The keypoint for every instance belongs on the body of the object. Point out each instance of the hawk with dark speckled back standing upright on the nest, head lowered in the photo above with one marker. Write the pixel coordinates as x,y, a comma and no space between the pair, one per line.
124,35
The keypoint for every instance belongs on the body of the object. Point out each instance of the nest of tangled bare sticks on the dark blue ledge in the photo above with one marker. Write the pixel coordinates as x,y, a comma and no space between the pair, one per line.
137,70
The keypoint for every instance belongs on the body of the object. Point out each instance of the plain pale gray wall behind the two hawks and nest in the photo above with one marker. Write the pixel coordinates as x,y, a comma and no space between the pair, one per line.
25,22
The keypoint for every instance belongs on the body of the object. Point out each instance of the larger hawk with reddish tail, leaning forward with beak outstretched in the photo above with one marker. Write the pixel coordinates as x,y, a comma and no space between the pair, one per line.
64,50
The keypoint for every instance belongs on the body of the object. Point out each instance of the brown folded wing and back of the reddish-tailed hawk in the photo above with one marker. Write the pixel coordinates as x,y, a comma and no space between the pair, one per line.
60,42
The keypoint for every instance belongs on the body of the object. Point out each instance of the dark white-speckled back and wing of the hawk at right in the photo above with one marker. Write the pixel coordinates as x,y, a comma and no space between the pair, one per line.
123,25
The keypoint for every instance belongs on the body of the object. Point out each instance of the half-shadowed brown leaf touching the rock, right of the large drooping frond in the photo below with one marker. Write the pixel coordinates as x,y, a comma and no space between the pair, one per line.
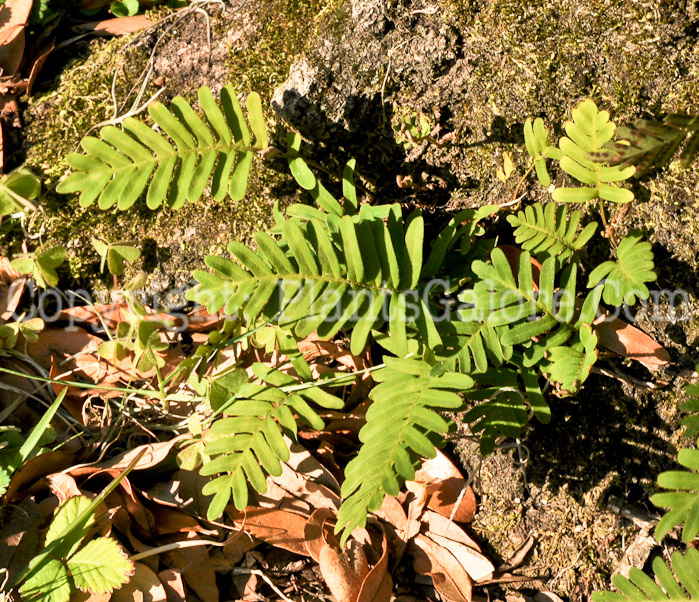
445,485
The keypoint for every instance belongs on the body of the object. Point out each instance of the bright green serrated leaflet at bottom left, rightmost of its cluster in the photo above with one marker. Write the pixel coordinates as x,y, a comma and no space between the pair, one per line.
100,567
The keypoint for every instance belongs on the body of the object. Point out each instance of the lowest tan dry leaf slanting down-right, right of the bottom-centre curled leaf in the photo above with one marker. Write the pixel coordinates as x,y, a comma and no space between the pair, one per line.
450,578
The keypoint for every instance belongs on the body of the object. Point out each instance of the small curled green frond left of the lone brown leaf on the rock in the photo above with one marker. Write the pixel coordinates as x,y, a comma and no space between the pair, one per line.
569,365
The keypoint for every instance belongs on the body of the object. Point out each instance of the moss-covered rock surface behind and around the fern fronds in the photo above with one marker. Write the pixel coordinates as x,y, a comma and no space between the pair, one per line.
344,73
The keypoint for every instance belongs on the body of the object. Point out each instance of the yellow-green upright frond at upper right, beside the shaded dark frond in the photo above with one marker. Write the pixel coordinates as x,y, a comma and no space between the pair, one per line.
589,131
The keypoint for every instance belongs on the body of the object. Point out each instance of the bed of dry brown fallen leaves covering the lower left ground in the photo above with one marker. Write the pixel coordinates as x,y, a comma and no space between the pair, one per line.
282,546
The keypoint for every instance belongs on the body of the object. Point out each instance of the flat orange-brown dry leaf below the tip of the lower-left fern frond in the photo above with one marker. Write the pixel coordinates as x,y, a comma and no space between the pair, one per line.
279,528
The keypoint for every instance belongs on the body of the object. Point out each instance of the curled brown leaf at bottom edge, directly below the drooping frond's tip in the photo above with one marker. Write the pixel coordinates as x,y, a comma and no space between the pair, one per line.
344,571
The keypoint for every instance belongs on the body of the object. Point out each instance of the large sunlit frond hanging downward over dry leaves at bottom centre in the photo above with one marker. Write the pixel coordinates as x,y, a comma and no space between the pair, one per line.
401,427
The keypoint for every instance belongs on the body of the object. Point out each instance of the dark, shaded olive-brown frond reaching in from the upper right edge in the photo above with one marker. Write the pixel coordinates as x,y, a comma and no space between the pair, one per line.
649,144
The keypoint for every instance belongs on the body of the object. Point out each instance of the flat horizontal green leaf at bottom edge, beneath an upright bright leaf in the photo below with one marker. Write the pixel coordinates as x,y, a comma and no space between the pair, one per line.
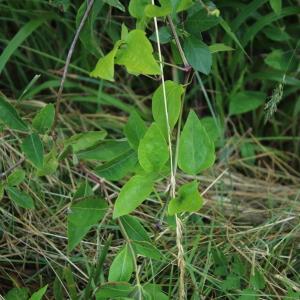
113,290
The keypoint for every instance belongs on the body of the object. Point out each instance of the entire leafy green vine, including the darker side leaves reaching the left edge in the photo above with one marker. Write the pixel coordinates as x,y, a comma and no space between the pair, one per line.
152,153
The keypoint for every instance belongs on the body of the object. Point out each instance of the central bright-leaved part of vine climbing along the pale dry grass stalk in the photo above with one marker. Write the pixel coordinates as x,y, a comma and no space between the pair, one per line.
168,143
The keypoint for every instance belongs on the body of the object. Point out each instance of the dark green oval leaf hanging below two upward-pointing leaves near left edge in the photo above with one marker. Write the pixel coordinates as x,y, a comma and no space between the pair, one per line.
33,149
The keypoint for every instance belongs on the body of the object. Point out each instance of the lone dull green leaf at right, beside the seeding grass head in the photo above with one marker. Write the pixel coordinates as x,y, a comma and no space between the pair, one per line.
245,101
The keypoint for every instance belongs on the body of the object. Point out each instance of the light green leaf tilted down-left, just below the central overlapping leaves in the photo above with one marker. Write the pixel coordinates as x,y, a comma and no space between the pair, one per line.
132,194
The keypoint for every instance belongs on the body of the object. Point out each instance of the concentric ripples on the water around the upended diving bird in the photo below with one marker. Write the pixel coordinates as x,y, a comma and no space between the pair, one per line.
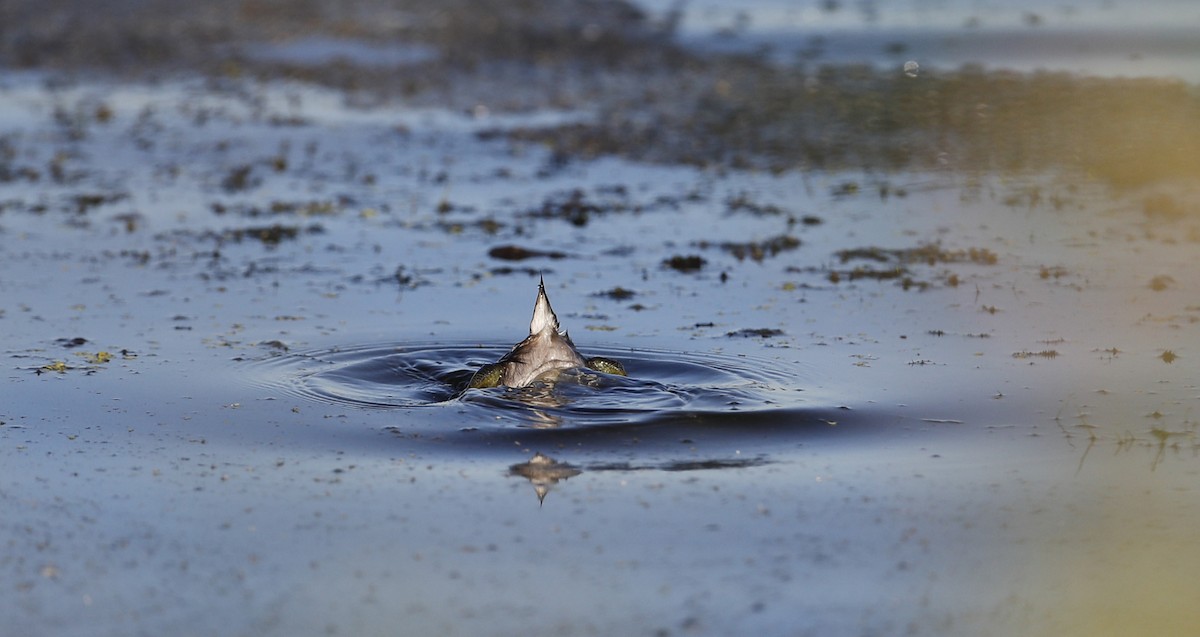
662,386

> [REQUIRED ACTION]
What is needed is the full material, retyped unchanged, with no pictures in it.

> [RESULT]
The keypoint for every instance belongs on the body of the object. Point out each instance of the hawk with dark speckled back standing upright on the nest, head lowered in the photo above with one marker. Write the pixel coordinates as x,y, a comma and no space between the pair, one per line.
124,35
The keypoint for every instance belongs on the body of the object. Point out each instance of the nest of tangled bare sticks on the dark blue ledge in the photo above with one marker. Write the pixel coordinates as x,y, a comma and no space between the pair, one per line.
137,70
The keypoint for every instance belongs on the body of the object. Point out each instance of the plain pale gray wall behind the two hawks and nest in the photo above with one marker. Write the pixel coordinates as x,y, a comma and no space between the pair, one per line.
25,22
The keypoint for every instance belongs on the body of the object. Point out each instance of the larger hawk with reddish tail, leaning forward with beak outstretched in the photo above with one marker. Write the pixel coordinates as x,y, a comma and no space between the pair, one per line.
64,50
The keypoint for every instance belongs on the body of the object. Point out each instance of the brown folded wing and back of the reddish-tailed hawk in the photo above with one marker. Write the pixel coordinates as x,y, a comma and no space between the pair, one per line.
60,42
The keypoint for every instance belongs on the body of the object. Point out each instance of the dark white-speckled back and wing of the hawk at right in the photo above with one marker. Write the pixel coordinates as x,y, a comma and no space between the pair, one per line.
123,25
The keypoint for every instance belongs on the body of the object. Point out each instance of the half-shadowed brown leaf touching the rock, right of the large drooping frond in the photo below with one marker. Write the pixel coordinates as x,y, a comma and no space between the pair, one per line.
445,485
The keypoint for every instance belongs on the body of the object. Point out each instance of the bright green serrated leaflet at bottom left, rightmost of its cluster in the photo above with one marker. Write the pixel coordinates as x,y, a comma and no space between the pair, one per line.
100,567
The keypoint for every instance belongs on the body of the object. Point out each instance of the lowest tan dry leaf slanting down-right, right of the bottom-centre curled leaf in the photo above with one marker. Write the pixel coordinates as x,y, a comma and no space between the pair, one per line.
450,578
The keypoint for every instance belongs on the body of the object. Point out each instance of the small curled green frond left of the lone brown leaf on the rock in the photo above with one marker. Write the pixel coordinates as x,y, a comma and no space between the pair, one per line.
569,365
The keypoint for every instance belongs on the body of the object. Point out each instance of the moss-covered rock surface behind and around the fern fronds in the photo above with one marker. Write the pixel coordinates as x,y, a comma and no space between the pair, one per line.
344,73
The keypoint for every instance belongs on the body of the object. Point out each instance of the yellow-green upright frond at upper right, beside the shaded dark frond in the photo above with one marker. Write the pixel coordinates as x,y, a comma and no space between the pair, one per line.
589,131
The keypoint for every instance belongs on the body of the object. Point out each instance of the bed of dry brown fallen leaves covering the lower left ground in the photo above with one marker. Write the pixel coordinates as x,y, a comma and no space between the pair, one per line.
282,546
The keypoint for every instance belongs on the body of the object. Point out each instance of the flat orange-brown dry leaf below the tip of the lower-left fern frond in the photo above with one marker. Write the pixel coordinates as x,y, a comma and no space between the pair, one per line.
279,528
The keypoint for every instance belongs on the body of the object. Point out each instance of the curled brown leaf at bottom edge, directly below the drooping frond's tip in the photo above with one marker. Write the pixel coordinates as x,y, a comma and no space between the pair, one per line.
344,571
The keypoint for every instance belongs on the body of the object. Point out each instance of the large sunlit frond hanging downward over dry leaves at bottom centre in the photo above with one marker. Write the pixel coordinates as x,y, a comma and no space between the pair, one per line.
401,427
The keypoint for every instance belongs on the body of the object. Point out each instance of the dark, shaded olive-brown frond reaching in from the upper right edge in the photo above with one marker. Write the pixel coordinates as x,y, a comma and no space between the pair, one per line.
649,144
The keypoint for every instance belongs on the body of the object. Point out each instance of the flat horizontal green leaf at bottom edge, beneath an upright bright leaf in the photo below with one marker. Write the pixel coordinates as x,y, a comma and no space between the pair, one per line.
113,290
The keypoint for every instance belongs on the body of the object. Point out each instance of the entire leafy green vine, including the darker side leaves reaching the left edge in the photo above with one marker. Write the pixel coordinates as x,y, a comma and no space between the pair, one per line.
152,153
The keypoint for every instance belongs on the body of the object. Point out each instance of the central bright-leaved part of vine climbing along the pale dry grass stalk in the photo above with one marker. Write the pixel coordinates as x,y, a comma and no space between the pair, one per line.
168,143
The keypoint for every instance belongs on the body of the object. Point out each instance of the dark green oval leaf hanging below two upward-pointing leaves near left edge in the photo above with one marker. Write the pixel coordinates as x,y, a comma and no space between the pair, one per line.
33,149
The keypoint for every instance belongs on the body of the object. Point out each instance of the lone dull green leaf at right, beside the seeding grass head in the photo above with one marker. Write the pixel coordinates as x,y, a comma and no space between the pair, one per line.
245,101
The keypoint for every instance belongs on the body of the object. Point out each instance of the light green leaf tilted down-left, just below the central overlapping leaves in the photo above with one marker. Write the pixel coordinates as x,y, a comma and no space between the pair, one per line.
132,194
The keypoint for every instance belongs on the body of the object. Point out each instance of the concentric ripples on the water around the upended diving bird in the photo below with one marker. Write the pixel coordinates as x,y, a comma and no space between the pair, one per line.
662,386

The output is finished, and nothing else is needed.